Object location annotation data
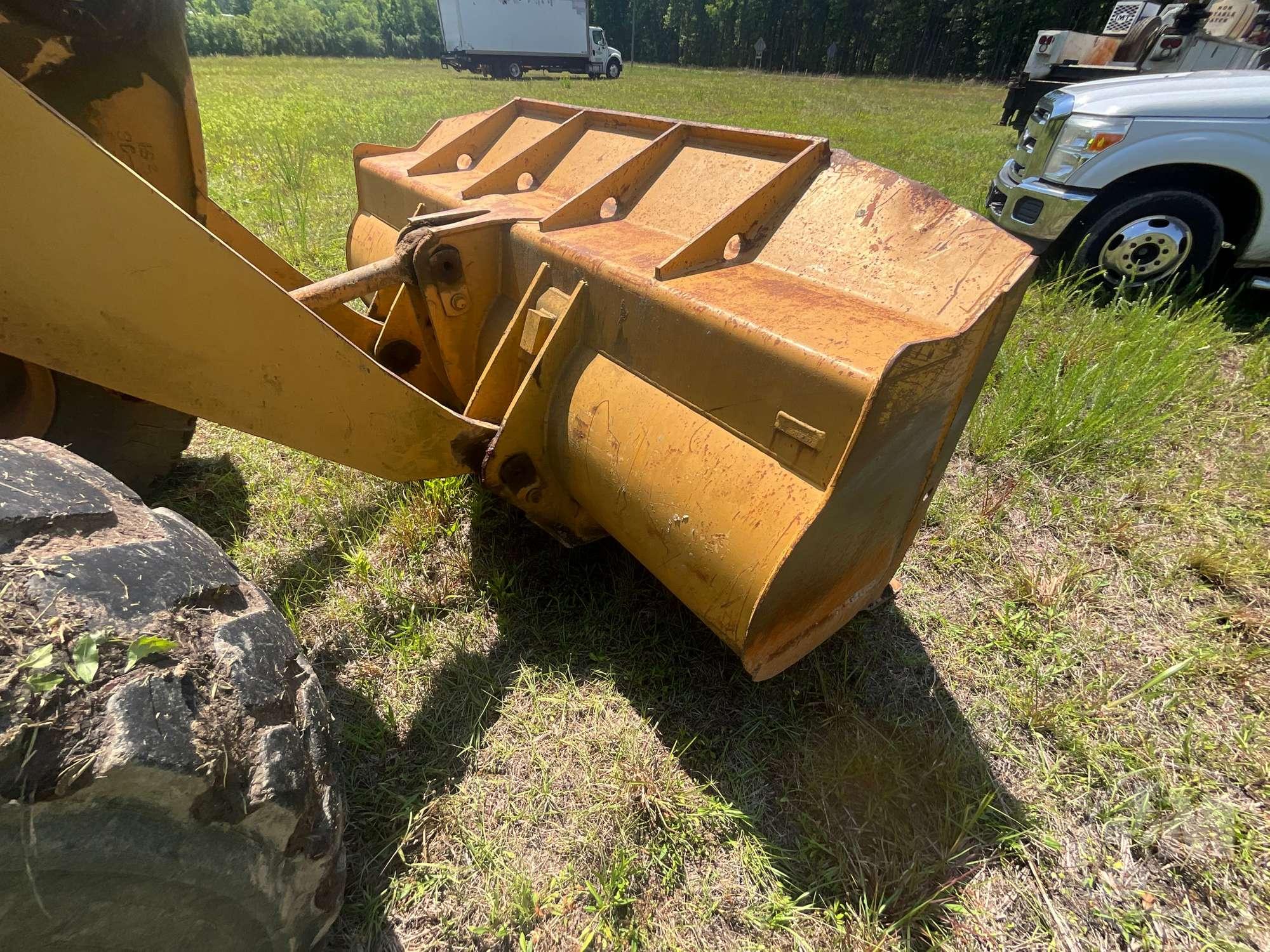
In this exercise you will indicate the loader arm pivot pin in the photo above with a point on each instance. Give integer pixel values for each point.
(398, 268)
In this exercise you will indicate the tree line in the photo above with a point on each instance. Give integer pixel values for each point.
(935, 39)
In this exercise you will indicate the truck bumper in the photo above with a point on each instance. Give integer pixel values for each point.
(1034, 210)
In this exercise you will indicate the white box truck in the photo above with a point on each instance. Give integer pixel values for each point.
(506, 37)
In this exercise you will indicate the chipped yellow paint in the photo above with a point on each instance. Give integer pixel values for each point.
(744, 355)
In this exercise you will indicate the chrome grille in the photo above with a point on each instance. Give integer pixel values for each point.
(1039, 134)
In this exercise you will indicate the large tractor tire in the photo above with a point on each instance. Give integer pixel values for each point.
(186, 803)
(135, 440)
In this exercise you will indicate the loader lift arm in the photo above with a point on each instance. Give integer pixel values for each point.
(745, 356)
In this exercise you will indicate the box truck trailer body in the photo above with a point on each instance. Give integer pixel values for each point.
(506, 37)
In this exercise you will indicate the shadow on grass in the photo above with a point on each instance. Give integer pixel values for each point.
(855, 767)
(210, 493)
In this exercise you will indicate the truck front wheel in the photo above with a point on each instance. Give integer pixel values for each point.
(1153, 238)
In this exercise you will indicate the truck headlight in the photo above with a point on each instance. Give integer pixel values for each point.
(1080, 140)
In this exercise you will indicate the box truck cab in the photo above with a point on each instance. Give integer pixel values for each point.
(504, 39)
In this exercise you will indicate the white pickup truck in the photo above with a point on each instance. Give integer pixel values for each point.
(1146, 178)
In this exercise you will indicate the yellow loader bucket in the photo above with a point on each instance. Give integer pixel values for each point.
(744, 355)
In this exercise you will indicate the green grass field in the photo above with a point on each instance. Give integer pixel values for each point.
(1057, 738)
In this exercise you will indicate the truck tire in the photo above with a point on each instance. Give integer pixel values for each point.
(135, 440)
(1154, 237)
(186, 804)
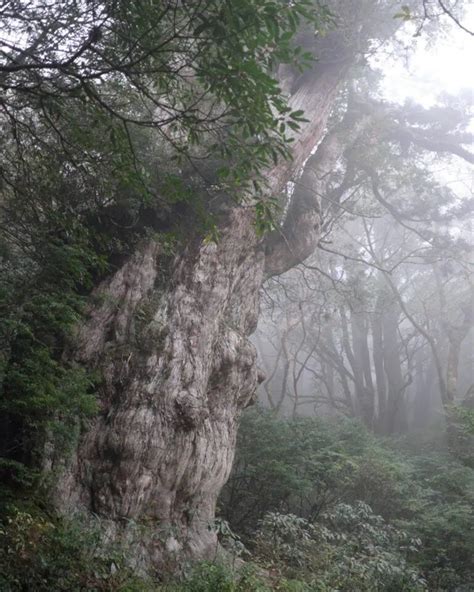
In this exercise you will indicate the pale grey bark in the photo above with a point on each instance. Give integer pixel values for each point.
(170, 339)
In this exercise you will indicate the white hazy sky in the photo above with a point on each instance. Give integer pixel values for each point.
(446, 66)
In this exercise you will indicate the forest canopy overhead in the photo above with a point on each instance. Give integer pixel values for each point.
(161, 161)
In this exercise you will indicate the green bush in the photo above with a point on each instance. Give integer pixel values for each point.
(40, 554)
(342, 509)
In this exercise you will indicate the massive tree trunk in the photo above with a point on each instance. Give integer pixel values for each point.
(170, 340)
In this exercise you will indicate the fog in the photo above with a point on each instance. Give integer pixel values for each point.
(377, 324)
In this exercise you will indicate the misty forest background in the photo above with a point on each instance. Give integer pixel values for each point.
(133, 123)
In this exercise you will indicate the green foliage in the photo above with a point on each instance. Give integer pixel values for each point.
(123, 131)
(43, 554)
(338, 508)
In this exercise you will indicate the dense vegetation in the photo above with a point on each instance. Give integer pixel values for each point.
(312, 506)
(133, 123)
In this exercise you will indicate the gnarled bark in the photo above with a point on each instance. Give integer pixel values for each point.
(170, 339)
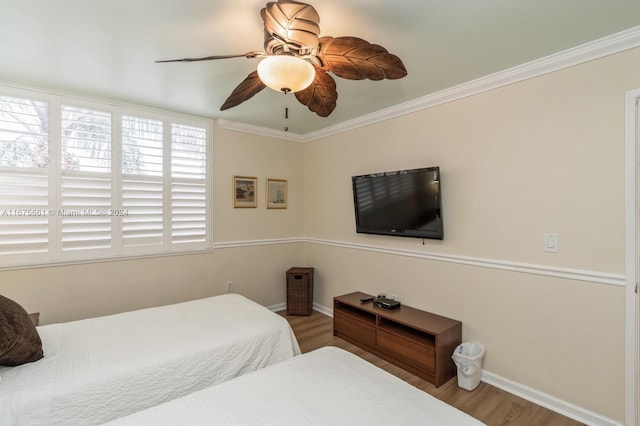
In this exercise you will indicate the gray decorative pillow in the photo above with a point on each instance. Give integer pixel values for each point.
(19, 339)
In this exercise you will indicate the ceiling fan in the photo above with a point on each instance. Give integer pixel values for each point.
(296, 59)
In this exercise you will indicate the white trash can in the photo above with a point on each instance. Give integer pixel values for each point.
(468, 359)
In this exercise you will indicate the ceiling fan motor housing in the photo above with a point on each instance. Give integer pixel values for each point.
(291, 27)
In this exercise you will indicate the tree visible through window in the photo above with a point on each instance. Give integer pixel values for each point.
(93, 207)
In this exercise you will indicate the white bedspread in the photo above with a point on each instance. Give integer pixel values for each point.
(328, 386)
(100, 369)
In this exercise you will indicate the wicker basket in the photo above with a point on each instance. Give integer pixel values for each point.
(299, 291)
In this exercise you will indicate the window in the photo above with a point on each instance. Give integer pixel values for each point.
(82, 181)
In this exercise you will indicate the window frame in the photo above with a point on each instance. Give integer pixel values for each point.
(116, 251)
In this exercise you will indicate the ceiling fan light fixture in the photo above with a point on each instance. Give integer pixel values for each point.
(286, 73)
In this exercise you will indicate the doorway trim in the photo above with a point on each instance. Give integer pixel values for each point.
(632, 261)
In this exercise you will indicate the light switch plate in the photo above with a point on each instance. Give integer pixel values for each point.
(551, 242)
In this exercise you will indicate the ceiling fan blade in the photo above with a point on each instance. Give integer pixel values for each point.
(245, 90)
(321, 96)
(356, 59)
(247, 55)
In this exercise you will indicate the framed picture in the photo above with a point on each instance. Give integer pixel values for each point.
(245, 192)
(276, 194)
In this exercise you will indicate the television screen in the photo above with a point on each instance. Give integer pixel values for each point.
(405, 203)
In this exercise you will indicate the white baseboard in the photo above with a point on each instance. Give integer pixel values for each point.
(548, 401)
(277, 308)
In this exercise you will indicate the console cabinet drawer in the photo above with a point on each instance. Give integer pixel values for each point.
(421, 356)
(365, 333)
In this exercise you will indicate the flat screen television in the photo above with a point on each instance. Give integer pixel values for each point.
(405, 203)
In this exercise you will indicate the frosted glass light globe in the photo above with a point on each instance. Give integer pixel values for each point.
(285, 73)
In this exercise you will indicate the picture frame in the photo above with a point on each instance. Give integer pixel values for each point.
(277, 193)
(245, 192)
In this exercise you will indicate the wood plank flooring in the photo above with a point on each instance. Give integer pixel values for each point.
(486, 403)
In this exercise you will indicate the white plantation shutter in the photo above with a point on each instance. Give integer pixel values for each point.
(83, 180)
(142, 184)
(188, 185)
(24, 180)
(24, 215)
(85, 201)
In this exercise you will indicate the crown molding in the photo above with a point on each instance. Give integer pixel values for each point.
(615, 43)
(262, 131)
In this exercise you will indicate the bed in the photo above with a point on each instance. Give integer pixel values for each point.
(328, 386)
(99, 369)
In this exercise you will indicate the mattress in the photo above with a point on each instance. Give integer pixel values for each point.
(99, 369)
(328, 386)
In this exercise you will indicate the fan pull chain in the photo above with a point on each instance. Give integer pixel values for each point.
(286, 117)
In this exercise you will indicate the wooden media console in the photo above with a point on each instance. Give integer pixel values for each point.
(418, 341)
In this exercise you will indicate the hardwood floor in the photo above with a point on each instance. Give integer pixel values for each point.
(486, 403)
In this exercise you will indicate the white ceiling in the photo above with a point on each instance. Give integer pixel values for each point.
(107, 48)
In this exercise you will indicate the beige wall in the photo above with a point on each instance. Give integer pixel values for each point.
(65, 293)
(543, 155)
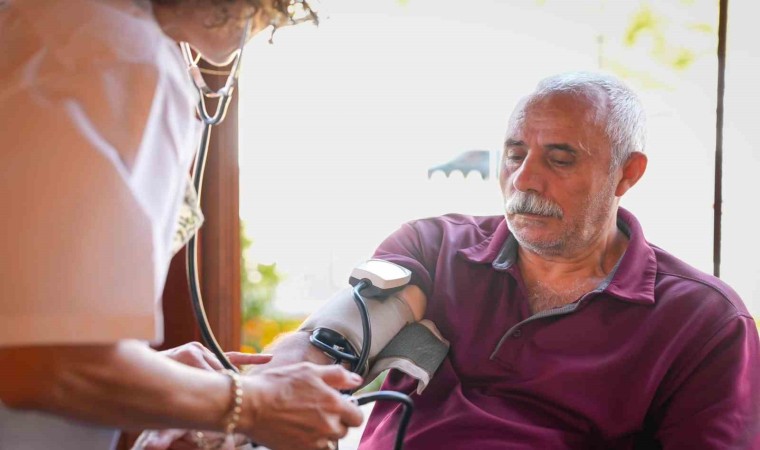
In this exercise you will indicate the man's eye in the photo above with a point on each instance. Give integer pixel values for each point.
(514, 157)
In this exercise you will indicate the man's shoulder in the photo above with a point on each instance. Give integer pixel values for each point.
(685, 282)
(455, 221)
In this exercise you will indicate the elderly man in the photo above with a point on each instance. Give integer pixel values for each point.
(567, 329)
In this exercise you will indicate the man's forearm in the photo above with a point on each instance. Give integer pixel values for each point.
(292, 348)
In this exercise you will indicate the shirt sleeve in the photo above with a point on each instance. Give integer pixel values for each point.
(717, 406)
(77, 261)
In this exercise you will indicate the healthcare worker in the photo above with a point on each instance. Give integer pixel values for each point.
(98, 132)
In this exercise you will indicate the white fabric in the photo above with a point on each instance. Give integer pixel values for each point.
(387, 316)
(97, 132)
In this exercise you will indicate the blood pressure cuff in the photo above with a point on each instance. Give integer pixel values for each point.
(398, 342)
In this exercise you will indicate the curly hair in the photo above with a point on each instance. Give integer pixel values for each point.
(279, 10)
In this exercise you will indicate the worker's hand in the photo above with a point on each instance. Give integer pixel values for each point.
(196, 355)
(299, 406)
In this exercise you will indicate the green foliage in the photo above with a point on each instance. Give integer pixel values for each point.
(646, 22)
(259, 283)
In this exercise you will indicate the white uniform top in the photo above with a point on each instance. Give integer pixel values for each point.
(97, 133)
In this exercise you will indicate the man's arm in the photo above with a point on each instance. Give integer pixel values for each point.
(127, 385)
(717, 405)
(295, 347)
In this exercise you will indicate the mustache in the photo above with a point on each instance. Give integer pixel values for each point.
(531, 203)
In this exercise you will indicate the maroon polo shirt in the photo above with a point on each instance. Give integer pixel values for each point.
(659, 354)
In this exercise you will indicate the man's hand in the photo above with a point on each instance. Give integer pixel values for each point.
(194, 354)
(299, 406)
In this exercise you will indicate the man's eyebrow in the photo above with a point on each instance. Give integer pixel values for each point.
(513, 143)
(564, 147)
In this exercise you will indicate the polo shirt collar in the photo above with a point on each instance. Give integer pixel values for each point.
(632, 279)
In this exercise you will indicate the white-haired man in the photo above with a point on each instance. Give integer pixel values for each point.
(567, 329)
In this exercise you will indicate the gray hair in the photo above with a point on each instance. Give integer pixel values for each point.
(625, 119)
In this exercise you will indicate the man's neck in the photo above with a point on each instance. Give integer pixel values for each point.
(556, 280)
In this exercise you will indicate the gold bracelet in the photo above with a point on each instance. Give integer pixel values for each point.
(233, 417)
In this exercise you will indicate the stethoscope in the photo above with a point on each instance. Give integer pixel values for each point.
(223, 96)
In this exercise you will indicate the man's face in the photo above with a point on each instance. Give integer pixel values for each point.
(555, 175)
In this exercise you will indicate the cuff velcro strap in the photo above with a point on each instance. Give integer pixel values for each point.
(417, 350)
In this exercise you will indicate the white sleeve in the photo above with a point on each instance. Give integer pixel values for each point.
(76, 263)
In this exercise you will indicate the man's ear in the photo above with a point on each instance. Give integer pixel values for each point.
(633, 169)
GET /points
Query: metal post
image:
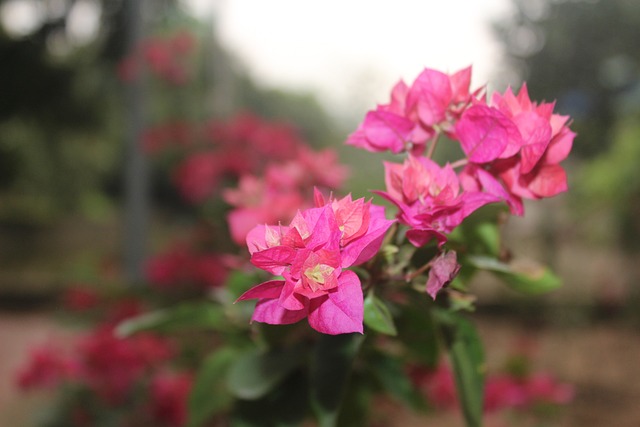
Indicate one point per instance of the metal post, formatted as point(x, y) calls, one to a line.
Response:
point(136, 169)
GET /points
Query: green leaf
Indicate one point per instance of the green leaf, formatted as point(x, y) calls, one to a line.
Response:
point(209, 395)
point(238, 282)
point(257, 372)
point(184, 316)
point(286, 406)
point(467, 359)
point(416, 330)
point(330, 370)
point(377, 315)
point(480, 233)
point(523, 276)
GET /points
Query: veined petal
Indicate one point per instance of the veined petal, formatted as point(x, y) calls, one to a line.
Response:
point(483, 133)
point(444, 270)
point(387, 131)
point(271, 312)
point(342, 311)
point(270, 289)
point(275, 259)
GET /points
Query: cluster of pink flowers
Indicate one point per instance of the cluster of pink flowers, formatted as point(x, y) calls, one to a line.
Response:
point(166, 57)
point(502, 391)
point(112, 371)
point(243, 147)
point(272, 165)
point(281, 191)
point(312, 255)
point(513, 149)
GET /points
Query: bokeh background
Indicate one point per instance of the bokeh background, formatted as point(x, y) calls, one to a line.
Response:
point(80, 200)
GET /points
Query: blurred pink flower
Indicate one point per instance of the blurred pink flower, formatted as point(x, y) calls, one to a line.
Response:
point(408, 121)
point(169, 398)
point(46, 368)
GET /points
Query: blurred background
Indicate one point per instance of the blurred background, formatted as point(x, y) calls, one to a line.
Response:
point(80, 199)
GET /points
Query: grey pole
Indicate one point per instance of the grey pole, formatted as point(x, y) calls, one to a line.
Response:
point(136, 215)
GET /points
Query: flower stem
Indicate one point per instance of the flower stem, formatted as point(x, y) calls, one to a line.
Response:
point(432, 147)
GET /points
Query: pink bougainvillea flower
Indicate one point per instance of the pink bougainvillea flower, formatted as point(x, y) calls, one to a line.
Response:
point(520, 143)
point(312, 254)
point(110, 366)
point(429, 198)
point(198, 175)
point(261, 201)
point(443, 270)
point(46, 368)
point(409, 120)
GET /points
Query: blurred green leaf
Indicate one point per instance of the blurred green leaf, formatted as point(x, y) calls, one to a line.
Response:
point(523, 276)
point(467, 358)
point(184, 316)
point(389, 371)
point(416, 330)
point(330, 370)
point(209, 395)
point(377, 315)
point(286, 406)
point(257, 372)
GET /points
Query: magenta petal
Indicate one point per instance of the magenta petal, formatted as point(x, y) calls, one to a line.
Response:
point(483, 133)
point(548, 181)
point(444, 270)
point(288, 298)
point(364, 248)
point(460, 82)
point(385, 130)
point(270, 289)
point(560, 146)
point(271, 312)
point(341, 311)
point(274, 259)
point(430, 94)
point(420, 237)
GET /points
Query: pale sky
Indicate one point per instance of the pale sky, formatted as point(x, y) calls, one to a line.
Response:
point(353, 51)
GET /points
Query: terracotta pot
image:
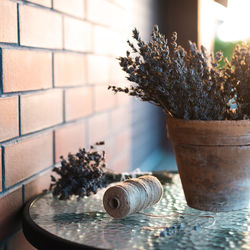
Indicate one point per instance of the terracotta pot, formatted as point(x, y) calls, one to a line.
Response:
point(213, 159)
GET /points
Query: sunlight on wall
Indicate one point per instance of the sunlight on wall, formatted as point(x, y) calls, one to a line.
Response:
point(235, 21)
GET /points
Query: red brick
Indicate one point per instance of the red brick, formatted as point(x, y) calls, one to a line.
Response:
point(99, 11)
point(0, 169)
point(78, 102)
point(18, 241)
point(117, 75)
point(26, 70)
point(46, 3)
point(69, 139)
point(8, 22)
point(27, 157)
point(109, 42)
point(98, 69)
point(73, 7)
point(37, 185)
point(69, 69)
point(104, 98)
point(10, 210)
point(120, 118)
point(9, 127)
point(40, 28)
point(77, 35)
point(98, 128)
point(41, 110)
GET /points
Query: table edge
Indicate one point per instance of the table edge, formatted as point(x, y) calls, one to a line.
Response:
point(42, 239)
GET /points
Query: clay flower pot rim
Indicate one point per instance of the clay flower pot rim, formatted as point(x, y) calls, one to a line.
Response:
point(215, 132)
point(232, 122)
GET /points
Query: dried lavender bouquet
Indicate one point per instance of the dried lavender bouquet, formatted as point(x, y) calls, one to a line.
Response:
point(83, 173)
point(188, 84)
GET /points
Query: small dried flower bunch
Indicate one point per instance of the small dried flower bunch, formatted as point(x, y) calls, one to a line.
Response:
point(81, 175)
point(187, 84)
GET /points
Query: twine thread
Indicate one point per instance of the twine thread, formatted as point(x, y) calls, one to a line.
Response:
point(132, 195)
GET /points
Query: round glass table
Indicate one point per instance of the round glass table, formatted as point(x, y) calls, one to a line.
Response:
point(49, 223)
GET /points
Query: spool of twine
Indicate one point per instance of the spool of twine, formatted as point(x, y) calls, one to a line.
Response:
point(132, 196)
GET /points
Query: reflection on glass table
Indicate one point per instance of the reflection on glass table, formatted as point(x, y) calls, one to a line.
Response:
point(85, 223)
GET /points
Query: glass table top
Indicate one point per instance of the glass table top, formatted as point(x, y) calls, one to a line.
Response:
point(87, 223)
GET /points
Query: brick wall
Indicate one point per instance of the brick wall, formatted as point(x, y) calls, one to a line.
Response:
point(57, 58)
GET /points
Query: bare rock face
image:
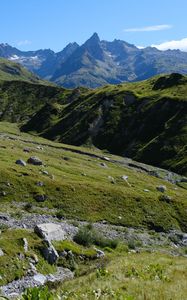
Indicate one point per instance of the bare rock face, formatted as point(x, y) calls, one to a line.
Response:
point(21, 162)
point(50, 253)
point(35, 161)
point(50, 231)
point(161, 188)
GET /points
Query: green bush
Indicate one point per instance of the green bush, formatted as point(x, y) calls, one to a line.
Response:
point(41, 293)
point(88, 236)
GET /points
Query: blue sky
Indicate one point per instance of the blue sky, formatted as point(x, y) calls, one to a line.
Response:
point(35, 24)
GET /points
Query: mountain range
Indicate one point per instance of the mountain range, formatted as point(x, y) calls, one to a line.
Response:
point(145, 120)
point(98, 62)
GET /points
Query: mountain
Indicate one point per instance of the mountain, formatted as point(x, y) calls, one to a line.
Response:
point(98, 62)
point(145, 121)
point(12, 71)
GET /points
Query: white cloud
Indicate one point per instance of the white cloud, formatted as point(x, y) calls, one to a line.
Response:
point(180, 44)
point(149, 28)
point(23, 43)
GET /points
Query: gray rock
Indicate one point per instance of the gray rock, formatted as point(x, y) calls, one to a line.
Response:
point(40, 198)
point(50, 253)
point(103, 165)
point(1, 252)
point(100, 253)
point(25, 244)
point(183, 179)
point(39, 183)
point(111, 179)
point(21, 162)
point(45, 172)
point(3, 193)
point(106, 158)
point(161, 188)
point(35, 161)
point(50, 231)
point(40, 278)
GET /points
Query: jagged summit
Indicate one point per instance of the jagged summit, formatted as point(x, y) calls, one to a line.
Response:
point(98, 62)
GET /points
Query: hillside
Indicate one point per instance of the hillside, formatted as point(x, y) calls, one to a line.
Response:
point(98, 62)
point(137, 219)
point(82, 184)
point(12, 71)
point(146, 121)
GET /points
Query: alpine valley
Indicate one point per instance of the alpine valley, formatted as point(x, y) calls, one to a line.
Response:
point(97, 63)
point(93, 182)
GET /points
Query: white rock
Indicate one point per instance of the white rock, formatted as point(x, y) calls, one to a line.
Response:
point(40, 278)
point(50, 231)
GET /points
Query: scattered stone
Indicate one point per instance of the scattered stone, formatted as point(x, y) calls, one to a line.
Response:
point(25, 244)
point(3, 193)
point(50, 231)
point(45, 172)
point(40, 198)
point(161, 188)
point(100, 253)
point(184, 240)
point(111, 179)
point(183, 179)
point(35, 161)
point(27, 150)
point(39, 148)
point(66, 158)
point(32, 270)
point(21, 162)
point(35, 258)
point(1, 252)
point(125, 178)
point(165, 198)
point(106, 158)
point(40, 278)
point(39, 183)
point(103, 165)
point(50, 253)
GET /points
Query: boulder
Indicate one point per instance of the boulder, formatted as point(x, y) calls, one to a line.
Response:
point(25, 244)
point(1, 252)
point(21, 162)
point(50, 253)
point(103, 165)
point(50, 231)
point(40, 278)
point(35, 161)
point(161, 188)
point(40, 198)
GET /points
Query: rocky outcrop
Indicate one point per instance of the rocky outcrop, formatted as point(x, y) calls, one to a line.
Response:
point(15, 288)
point(50, 231)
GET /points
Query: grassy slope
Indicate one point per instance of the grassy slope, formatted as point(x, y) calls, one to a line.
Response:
point(11, 266)
point(144, 120)
point(12, 71)
point(141, 276)
point(79, 187)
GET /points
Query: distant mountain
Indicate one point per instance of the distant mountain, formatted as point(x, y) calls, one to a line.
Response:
point(97, 63)
point(11, 71)
point(146, 121)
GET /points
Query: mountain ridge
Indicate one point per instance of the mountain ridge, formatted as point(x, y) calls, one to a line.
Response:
point(98, 62)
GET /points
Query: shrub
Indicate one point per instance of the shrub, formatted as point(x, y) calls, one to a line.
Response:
point(88, 236)
point(41, 293)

**JOB:**
Show each line above that contains the word "rocky". Case counts.

**TASK OUTPUT:**
Query: rocky outcrop
Indicate one point per instance of the rocky outcrop, formatted as point(x, y) calls, one to a line.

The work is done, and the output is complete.